§ **SHORT TASK**
Rewrite every entry below, replacing "match analysis" with "image review" and leaving all else unchanged.

§ **SOURCE RECORDS**

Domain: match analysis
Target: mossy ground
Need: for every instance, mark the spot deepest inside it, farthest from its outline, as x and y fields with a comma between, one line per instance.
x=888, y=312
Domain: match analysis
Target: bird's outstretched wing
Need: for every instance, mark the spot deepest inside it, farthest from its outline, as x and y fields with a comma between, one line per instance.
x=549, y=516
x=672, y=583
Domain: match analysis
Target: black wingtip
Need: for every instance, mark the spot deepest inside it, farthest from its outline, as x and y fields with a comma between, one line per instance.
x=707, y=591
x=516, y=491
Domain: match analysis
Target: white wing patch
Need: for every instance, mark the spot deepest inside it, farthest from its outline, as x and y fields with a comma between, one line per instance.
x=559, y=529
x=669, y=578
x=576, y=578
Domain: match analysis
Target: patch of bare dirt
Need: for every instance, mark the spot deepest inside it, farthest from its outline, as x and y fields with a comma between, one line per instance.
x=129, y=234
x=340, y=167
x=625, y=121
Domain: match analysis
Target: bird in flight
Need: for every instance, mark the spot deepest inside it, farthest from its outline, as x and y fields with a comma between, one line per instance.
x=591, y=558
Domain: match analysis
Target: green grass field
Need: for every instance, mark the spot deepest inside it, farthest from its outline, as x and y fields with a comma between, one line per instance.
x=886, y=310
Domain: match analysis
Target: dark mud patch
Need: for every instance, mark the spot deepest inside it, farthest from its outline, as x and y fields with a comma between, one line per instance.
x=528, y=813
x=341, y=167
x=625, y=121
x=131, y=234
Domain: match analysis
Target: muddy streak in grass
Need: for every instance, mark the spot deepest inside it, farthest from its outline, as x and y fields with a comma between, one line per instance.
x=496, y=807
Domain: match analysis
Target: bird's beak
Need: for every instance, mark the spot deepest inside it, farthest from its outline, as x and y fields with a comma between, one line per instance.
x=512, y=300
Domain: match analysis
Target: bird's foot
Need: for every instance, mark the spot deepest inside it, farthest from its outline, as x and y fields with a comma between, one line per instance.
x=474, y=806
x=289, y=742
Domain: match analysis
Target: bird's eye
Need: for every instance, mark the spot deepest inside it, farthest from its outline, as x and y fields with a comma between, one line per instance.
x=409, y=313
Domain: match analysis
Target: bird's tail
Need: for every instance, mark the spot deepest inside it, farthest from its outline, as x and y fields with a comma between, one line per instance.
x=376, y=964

§ **CORRECT RESULT**
Domain: image review
Target: mossy ground
Need: for every instance, mark the spot deepest inside it, farthest from its outline, as x and y fields with a comma between, one line per instance.
x=888, y=312
Domain: image review
Target: bird's outstretched wing
Need: for every instance, mark the spot deepest inside it, farthest from its outline, as x and y fields with a comma between, one line per instance.
x=549, y=516
x=672, y=583
Domain: image review
Target: black wingtip
Need: for every instance, mark the spot deepest inside it, farthest from its outline, as x and y fields with a comma between, one line per instance.
x=707, y=591
x=516, y=491
Domain: image review
Target: white wing patch
Need: for every instance, mark the spot deepest inside it, farthest from its outline, as x and y fields with a comma between, one line per instance.
x=559, y=529
x=669, y=578
x=576, y=578
Domain: image review
Target: patch of bare dirt
Need: for every instance, mark the spot deepest inside it, farthest from its outline, as x and y fields with a comma between, one line per instance.
x=129, y=234
x=340, y=167
x=625, y=121
Domain: image review
Target: bird in flight
Need: for every instance, mark the spot deepest inside it, farthest from its outline, as x and y fields with a comma between, one line per instance.
x=591, y=558
Domain: image review
Target: green grass field
Need: for every instance, mark the spot deepest inside it, farthest from its outline, as x and y fields with a comma between, one line per instance.
x=886, y=310
Domain: image review
Target: dark mud patch
Need: for every instance, mark the spot deepest inside it, farthest from its outline, as x and y fields with a comma between, one line per instance.
x=528, y=813
x=341, y=167
x=625, y=121
x=131, y=234
Domain: image review
Target: muddy streak in grass
Need: for every instance, mark the spot deepest inside it, farthest from its outline, as x and y fields with a comma between, one line per instance.
x=496, y=807
Domain: image review
Target: bird's beak
Need: for every instance, mark the spot deepest inside it, farthest from its outline, as x and y fields with a comma between, one line per instance.
x=512, y=300
Domain: image review
Target: bird's foot
Need: for every instance, mark the spot deepest inside it, farthest from its outline, as x and y fields with a comma between, one line per instance.
x=474, y=806
x=289, y=742
Domain: image review
Target: bird's eye
Need: for every instance, mark the spot deepest inside it, farthest from its outline, as x and y fields with a comma between, one line per instance.
x=409, y=313
Domain: image review
Target: bird's tail
Need: for every instance, mark the spot deepest inside it, farthest from its outline, as x and y fields with a comma between, one line per instance.
x=376, y=964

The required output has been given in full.